>>
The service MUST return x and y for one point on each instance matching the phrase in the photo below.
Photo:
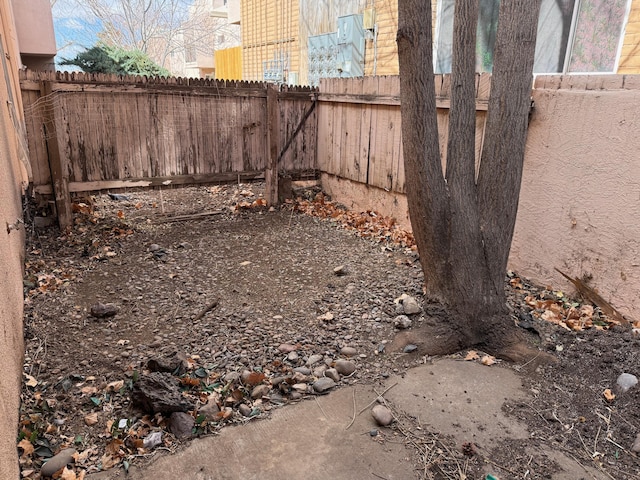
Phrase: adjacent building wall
(580, 199)
(12, 174)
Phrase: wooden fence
(93, 132)
(359, 127)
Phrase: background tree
(105, 59)
(463, 223)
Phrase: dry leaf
(26, 446)
(91, 419)
(488, 360)
(472, 355)
(68, 474)
(115, 386)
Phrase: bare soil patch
(242, 289)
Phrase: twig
(206, 309)
(370, 403)
(320, 407)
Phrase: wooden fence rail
(94, 132)
(359, 127)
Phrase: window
(573, 35)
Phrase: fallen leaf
(115, 386)
(472, 355)
(26, 446)
(488, 360)
(609, 395)
(91, 419)
(68, 474)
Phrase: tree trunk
(463, 226)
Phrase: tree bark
(463, 226)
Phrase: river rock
(58, 461)
(159, 393)
(345, 367)
(402, 322)
(348, 351)
(181, 424)
(382, 415)
(260, 391)
(323, 385)
(626, 381)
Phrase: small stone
(286, 348)
(232, 377)
(323, 385)
(348, 351)
(210, 410)
(410, 306)
(382, 415)
(340, 270)
(58, 461)
(313, 359)
(260, 391)
(345, 367)
(152, 440)
(333, 374)
(626, 381)
(103, 310)
(181, 424)
(402, 322)
(302, 370)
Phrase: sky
(75, 29)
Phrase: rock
(340, 270)
(410, 348)
(382, 415)
(402, 322)
(159, 393)
(323, 385)
(313, 359)
(626, 381)
(232, 377)
(286, 348)
(302, 370)
(58, 461)
(348, 351)
(345, 367)
(210, 410)
(260, 391)
(410, 306)
(152, 440)
(333, 374)
(103, 310)
(175, 363)
(181, 424)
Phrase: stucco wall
(579, 205)
(11, 244)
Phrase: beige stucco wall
(579, 205)
(11, 244)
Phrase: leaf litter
(107, 433)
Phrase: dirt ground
(245, 297)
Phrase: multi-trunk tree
(463, 216)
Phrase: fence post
(59, 181)
(273, 140)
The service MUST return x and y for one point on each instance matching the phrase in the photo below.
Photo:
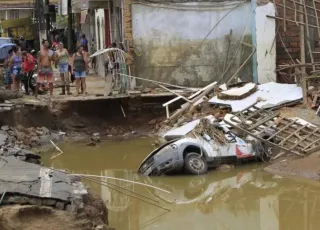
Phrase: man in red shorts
(45, 60)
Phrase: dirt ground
(30, 217)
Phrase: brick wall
(127, 20)
(290, 37)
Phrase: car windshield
(5, 41)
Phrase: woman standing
(28, 67)
(79, 67)
(15, 64)
(62, 60)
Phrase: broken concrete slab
(237, 93)
(269, 95)
(3, 139)
(26, 179)
(185, 129)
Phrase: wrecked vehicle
(206, 149)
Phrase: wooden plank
(264, 120)
(279, 131)
(304, 138)
(261, 139)
(312, 143)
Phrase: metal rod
(114, 178)
(235, 74)
(295, 10)
(301, 23)
(308, 34)
(316, 13)
(284, 16)
(118, 186)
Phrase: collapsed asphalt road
(28, 189)
(27, 183)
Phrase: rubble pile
(205, 127)
(249, 109)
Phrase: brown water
(245, 198)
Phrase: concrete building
(190, 43)
(16, 9)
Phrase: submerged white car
(195, 155)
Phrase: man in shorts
(46, 57)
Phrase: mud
(308, 167)
(32, 217)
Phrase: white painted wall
(266, 47)
(269, 213)
(167, 34)
(100, 16)
(24, 13)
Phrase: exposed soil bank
(35, 217)
(111, 118)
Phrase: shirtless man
(46, 57)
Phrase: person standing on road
(46, 57)
(79, 67)
(15, 64)
(7, 71)
(62, 60)
(27, 68)
(84, 42)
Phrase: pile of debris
(248, 109)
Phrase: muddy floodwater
(244, 198)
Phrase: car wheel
(195, 164)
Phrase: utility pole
(70, 34)
(47, 18)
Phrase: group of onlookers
(20, 66)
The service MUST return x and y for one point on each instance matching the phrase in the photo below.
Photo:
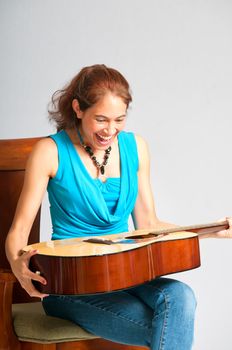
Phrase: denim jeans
(158, 314)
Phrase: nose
(110, 129)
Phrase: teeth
(106, 138)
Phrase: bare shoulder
(45, 156)
(143, 152)
(141, 145)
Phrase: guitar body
(109, 263)
(111, 268)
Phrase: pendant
(102, 170)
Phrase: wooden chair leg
(8, 339)
(97, 344)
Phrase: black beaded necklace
(89, 150)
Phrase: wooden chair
(24, 324)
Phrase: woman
(97, 175)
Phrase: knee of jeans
(184, 295)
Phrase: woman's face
(101, 123)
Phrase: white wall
(177, 56)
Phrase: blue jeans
(158, 314)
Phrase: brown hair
(88, 87)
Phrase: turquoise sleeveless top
(81, 205)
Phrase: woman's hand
(20, 268)
(224, 233)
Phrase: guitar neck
(199, 229)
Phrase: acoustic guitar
(101, 264)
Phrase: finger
(35, 276)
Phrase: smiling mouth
(104, 139)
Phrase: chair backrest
(13, 158)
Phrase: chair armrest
(8, 339)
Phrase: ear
(76, 108)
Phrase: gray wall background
(177, 57)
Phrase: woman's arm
(41, 165)
(144, 215)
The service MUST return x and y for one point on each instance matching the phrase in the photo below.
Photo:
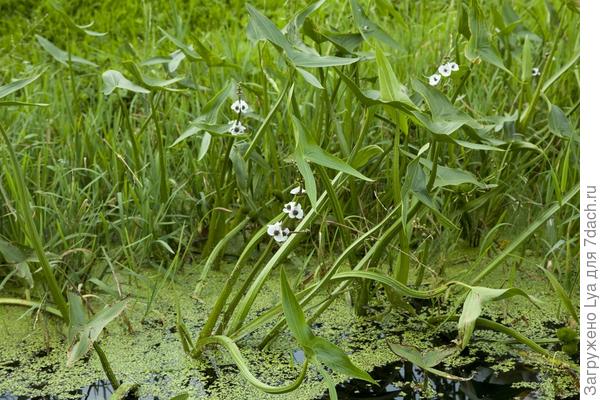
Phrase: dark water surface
(397, 381)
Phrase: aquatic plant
(322, 148)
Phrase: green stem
(434, 165)
(524, 120)
(27, 213)
(29, 303)
(164, 192)
(239, 360)
(128, 127)
(106, 366)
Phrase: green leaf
(445, 119)
(562, 294)
(125, 391)
(148, 81)
(266, 29)
(60, 55)
(87, 334)
(14, 254)
(311, 60)
(210, 111)
(77, 316)
(372, 97)
(71, 24)
(479, 45)
(425, 361)
(335, 358)
(309, 178)
(368, 28)
(477, 298)
(365, 154)
(16, 85)
(390, 282)
(310, 78)
(558, 123)
(307, 148)
(389, 86)
(187, 50)
(240, 167)
(526, 62)
(114, 79)
(21, 103)
(292, 29)
(447, 176)
(294, 315)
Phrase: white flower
(236, 128)
(297, 190)
(279, 233)
(293, 210)
(240, 106)
(445, 70)
(435, 79)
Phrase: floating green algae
(33, 353)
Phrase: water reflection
(404, 381)
(100, 390)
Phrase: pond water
(397, 381)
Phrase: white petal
(444, 70)
(434, 79)
(240, 106)
(297, 212)
(280, 238)
(272, 228)
(297, 190)
(236, 128)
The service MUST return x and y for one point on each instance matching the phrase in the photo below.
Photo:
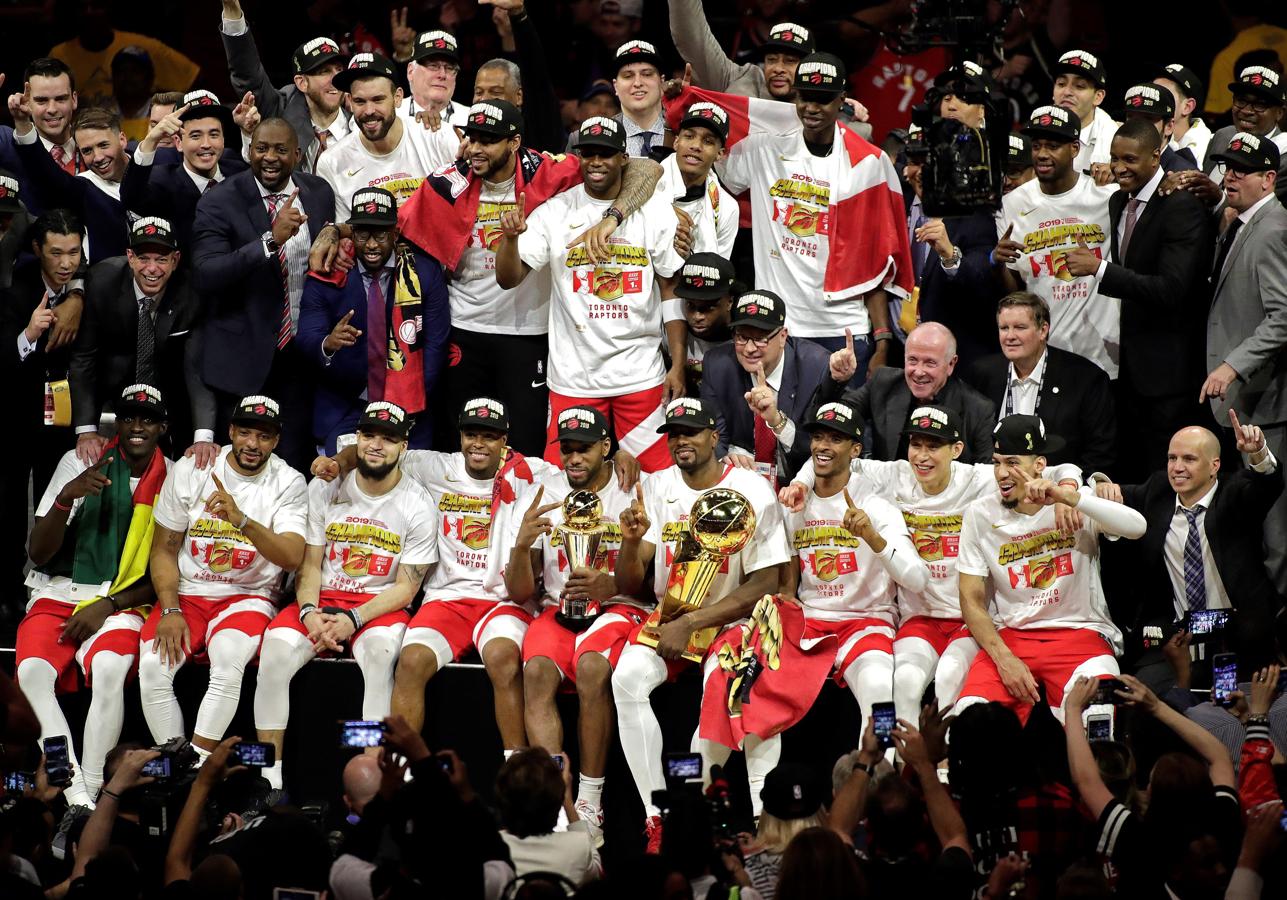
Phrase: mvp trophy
<<
## [SET PROBLEM]
Write out all the records above again with "service" swapped for "tool" everywhere and nothing else changed. Leave the pictures out.

## [ANSWER TO THIS TASK]
The tool MUST return x and y for one point on each instance matching the phrase in the photo below.
Photo:
Phrase: adjacent building wall
(580, 199)
(12, 174)
Phrase: wooden fence
(93, 132)
(359, 127)
Phrase: background tree
(105, 59)
(463, 223)
Phrase: dry leaf
(26, 446)
(91, 419)
(488, 360)
(472, 355)
(68, 474)
(115, 386)
Phrase: bare soil patch
(242, 289)
Phrase: twig
(206, 309)
(370, 403)
(320, 407)
Phrase: wooden fence rail
(94, 132)
(359, 127)
Phrase: window
(573, 35)
Phrase: fallen leaf
(115, 386)
(472, 355)
(26, 446)
(488, 360)
(609, 395)
(91, 419)
(68, 474)
Phrase: tree trunk
(463, 226)
Phrase: tree bark
(463, 226)
Phrase: river rock
(58, 461)
(159, 393)
(345, 367)
(402, 322)
(348, 351)
(181, 424)
(382, 415)
(260, 391)
(323, 385)
(626, 381)
Phrase: small stone
(286, 348)
(232, 377)
(323, 385)
(348, 351)
(210, 410)
(410, 306)
(382, 415)
(340, 270)
(58, 461)
(313, 359)
(260, 391)
(345, 367)
(152, 440)
(333, 374)
(626, 381)
(103, 310)
(181, 424)
(402, 322)
(302, 370)
Phrase: sky
(75, 29)
Phrase: rock
(340, 270)
(410, 348)
(382, 415)
(402, 322)
(159, 393)
(323, 385)
(313, 359)
(626, 381)
(232, 377)
(286, 348)
(302, 370)
(58, 461)
(348, 351)
(345, 367)
(210, 410)
(260, 391)
(410, 306)
(152, 440)
(333, 374)
(103, 310)
(175, 363)
(181, 424)
Phrase: stucco wall
(579, 205)
(11, 244)
Phrase: beige stucco wall
(579, 205)
(11, 244)
Phrase: leaf litter
(107, 433)
Phrase: dirt ground
(245, 297)
Phrase: multi-trunk tree
(463, 216)
Phrase: fence post
(59, 181)
(273, 140)
The tool MUST return x and y for one point on each instance matching the phrase in the photo below.
Photo:
Phrase: man in red shorts
(45, 60)
Phrase: dirt ground
(30, 217)
Phrase: brick wall
(127, 20)
(290, 37)
Phrase: car windshield
(5, 41)
Phrase: woman standing
(28, 67)
(79, 67)
(15, 64)
(62, 60)
Phrase: broken concrete slab
(237, 93)
(269, 95)
(3, 139)
(26, 179)
(185, 129)
Phrase: wrecked vehicle
(206, 149)
Phrase: wooden plank
(264, 120)
(279, 131)
(304, 138)
(261, 139)
(312, 143)
Phrase: metal rod
(114, 178)
(235, 74)
(295, 10)
(301, 23)
(308, 34)
(316, 13)
(284, 16)
(118, 186)
Phrase: collapsed asphalt road
(28, 189)
(27, 183)
Phrase: rubble pile
(205, 127)
(249, 109)
Phrase: brown water
(245, 198)
Phrase: concrete building
(190, 43)
(16, 9)
Phrase: submerged white car
(195, 155)
Phrase: man in shorts
(46, 57)
Phrase: mud
(308, 167)
(32, 217)
Phrase: white painted wall
(266, 47)
(269, 213)
(167, 34)
(100, 16)
(24, 13)
Phrase: exposed soil bank
(35, 217)
(111, 118)
Phrase: shirtless man
(46, 57)
Phrase: person standing on road
(46, 57)
(79, 67)
(15, 64)
(7, 71)
(62, 60)
(27, 68)
(84, 42)
Phrase: pile of debris
(248, 109)
Phrase: muddy floodwater
(244, 198)
Phrase: car wheel
(195, 164)
Phrase: utility pole
(70, 34)
(47, 18)
Phrase: group of onlookers
(20, 66)
The tool MUST return x and y for one point on each instance matching the phrase in the photo below.
Photo:
Phrase: denim jeans
(158, 314)
Phrase: nose
(110, 129)
Phrase: teeth
(106, 138)
Phrase: bare shoulder
(45, 156)
(143, 152)
(141, 145)
Phrase: guitar body
(109, 263)
(111, 268)
Phrase: pendant
(102, 170)
Phrase: wooden chair leg
(8, 339)
(97, 344)
Phrase: black beaded necklace
(89, 150)
Phrase: wooden chair
(24, 324)
Phrase: woman
(97, 175)
Phrase: knee of jeans
(184, 295)
Phrase: woman's face
(101, 123)
Phrase: white wall
(177, 56)
Phrase: blue jeans
(158, 314)
Phrase: brown hair
(88, 87)
Phrase: turquoise sleeveless top
(81, 205)
Phrase: woman's hand
(20, 268)
(224, 233)
Phrase: guitar neck
(199, 229)
Phrase: acoustic guitar
(101, 264)
Phrase: finger
(35, 276)
Phrase: smiling mouth
(104, 139)
Phrase: chair backrest
(13, 158)
Phrase: chair armrest
(8, 339)
Phrase: ear
(76, 108)
Phrase: gray wall background
(177, 57)
Phrase: woman's arm
(41, 165)
(144, 215)
The tool MUST return x and y for one point on each instance matching the phrase in the photo below.
Photo:
Phrase: dark water surface
(397, 381)
Phrase: aquatic plant
(322, 148)
Phrase: green stem
(434, 165)
(524, 120)
(27, 213)
(29, 303)
(164, 192)
(239, 360)
(128, 127)
(106, 366)
Phrase: green leaf
(445, 119)
(562, 294)
(125, 391)
(148, 81)
(266, 29)
(60, 55)
(87, 334)
(14, 254)
(311, 60)
(210, 111)
(77, 316)
(372, 97)
(71, 24)
(479, 45)
(425, 361)
(335, 358)
(309, 178)
(368, 28)
(477, 298)
(365, 154)
(16, 85)
(390, 282)
(310, 78)
(558, 123)
(307, 148)
(389, 86)
(187, 50)
(240, 167)
(526, 62)
(114, 79)
(21, 103)
(292, 29)
(447, 176)
(294, 315)
Phrase: white flower
(236, 128)
(297, 190)
(279, 233)
(293, 210)
(240, 106)
(445, 70)
(435, 79)
Phrase: floating green algae
(33, 353)
Phrase: water reflection
(404, 381)
(100, 390)
Phrase: pond water
(397, 381)
Phrase: white petal
(444, 70)
(434, 79)
(240, 106)
(297, 212)
(280, 238)
(272, 228)
(297, 190)
(236, 128)
The tool MUST return x and y for one point on each instance matching the phrase in the photo below.
Photo:
Phrase: mvp trophy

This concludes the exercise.